── MATERIAL TO PROCESS
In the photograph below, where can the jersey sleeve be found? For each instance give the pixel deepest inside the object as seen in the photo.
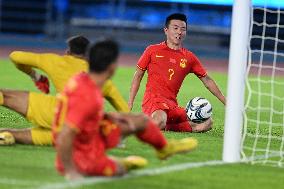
(197, 68)
(78, 108)
(144, 60)
(113, 96)
(26, 60)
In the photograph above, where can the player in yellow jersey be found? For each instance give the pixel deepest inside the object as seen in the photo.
(38, 108)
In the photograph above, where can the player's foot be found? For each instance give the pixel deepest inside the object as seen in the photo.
(177, 146)
(121, 144)
(133, 162)
(6, 138)
(43, 84)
────
WRITTEN PROBLEM
Rewrite the records above with every "photograph" replaced by "image", keeping everything else unchanged and leaving the pictures out of your answer.

COMPLETE ANSWER
In the image below, where can the jersey sleeve be found? For each instance give the pixel deepest inside the object as seen in the photo.
(197, 68)
(78, 108)
(144, 60)
(113, 96)
(26, 60)
In the image above, where can the player in yellow jersey be found? For each instance give the pixel deepest inside the object as seen in the photo.
(38, 108)
In the image above, where can the player's foot be found? For each instance give the pixel deepest inside the object as seen in the photo.
(177, 146)
(121, 144)
(133, 162)
(6, 138)
(43, 84)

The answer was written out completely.